Write out the entries, please, from the line containing "Mark a dot on each instance of the asphalt" through their final line, exactly and with nothing else.

═══ STORED DATA ═══

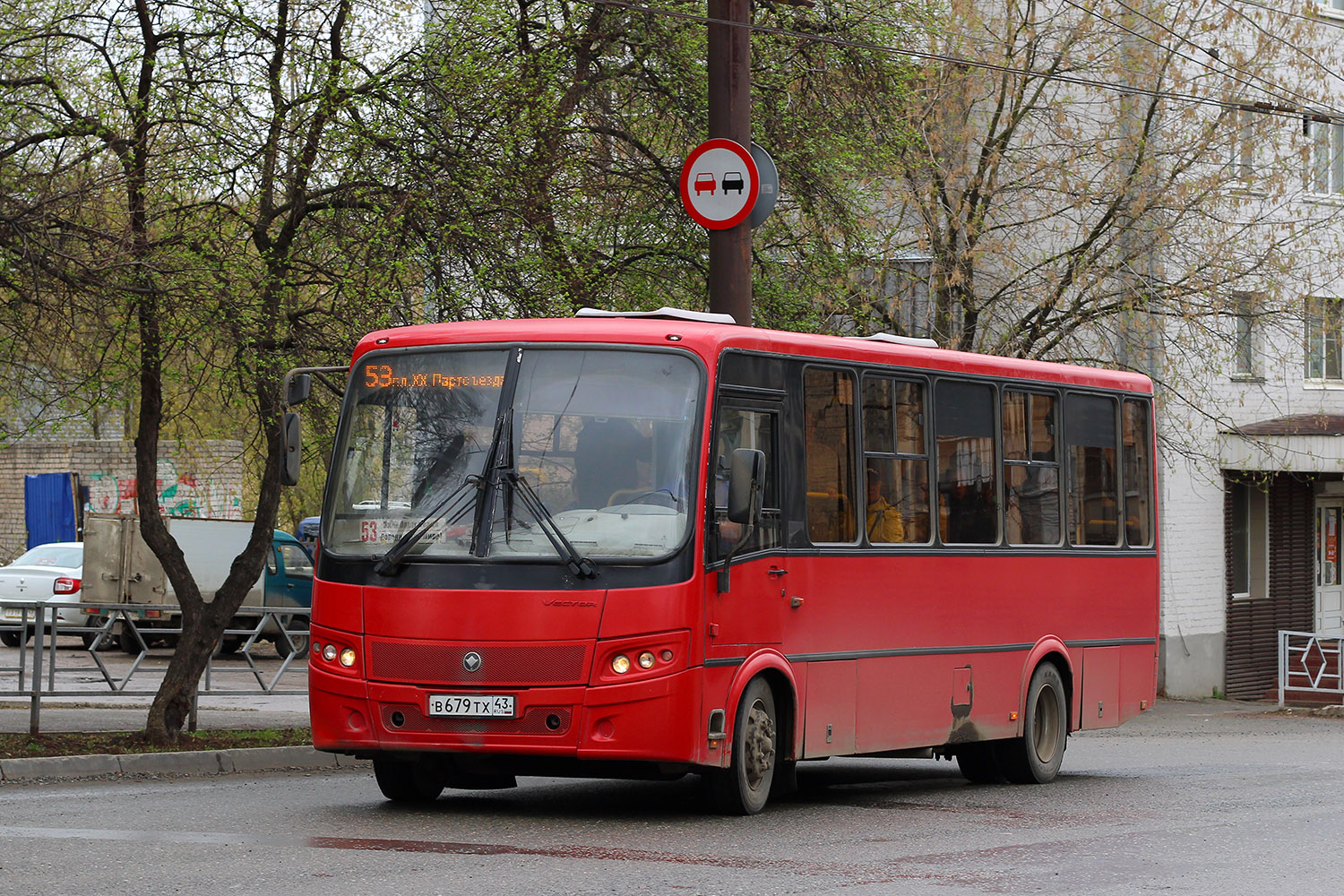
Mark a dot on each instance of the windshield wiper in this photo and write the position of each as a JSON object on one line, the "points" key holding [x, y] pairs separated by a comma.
{"points": [[580, 565], [389, 563]]}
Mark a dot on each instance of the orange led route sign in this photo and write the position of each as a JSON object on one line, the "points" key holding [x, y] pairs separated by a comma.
{"points": [[719, 185]]}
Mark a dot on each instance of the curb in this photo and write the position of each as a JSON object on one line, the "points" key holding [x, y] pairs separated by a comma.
{"points": [[199, 762]]}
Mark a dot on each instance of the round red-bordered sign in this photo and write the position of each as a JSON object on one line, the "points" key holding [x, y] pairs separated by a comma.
{"points": [[719, 185]]}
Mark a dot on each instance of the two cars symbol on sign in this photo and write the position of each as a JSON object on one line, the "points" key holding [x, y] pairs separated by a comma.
{"points": [[719, 185]]}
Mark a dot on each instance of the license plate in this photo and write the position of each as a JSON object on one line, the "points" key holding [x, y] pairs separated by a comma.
{"points": [[470, 705]]}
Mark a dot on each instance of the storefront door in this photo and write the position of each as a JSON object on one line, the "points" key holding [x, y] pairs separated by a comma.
{"points": [[1330, 591]]}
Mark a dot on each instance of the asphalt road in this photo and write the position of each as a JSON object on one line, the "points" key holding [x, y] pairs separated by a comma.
{"points": [[1190, 798]]}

═══

RESPONSE BOX:
Mark a dot on each instance of the asphalt road in this photo and write the position of each as a JSON object on one line, the "points" key holding [x, y] pairs separated by a comma.
{"points": [[1190, 798]]}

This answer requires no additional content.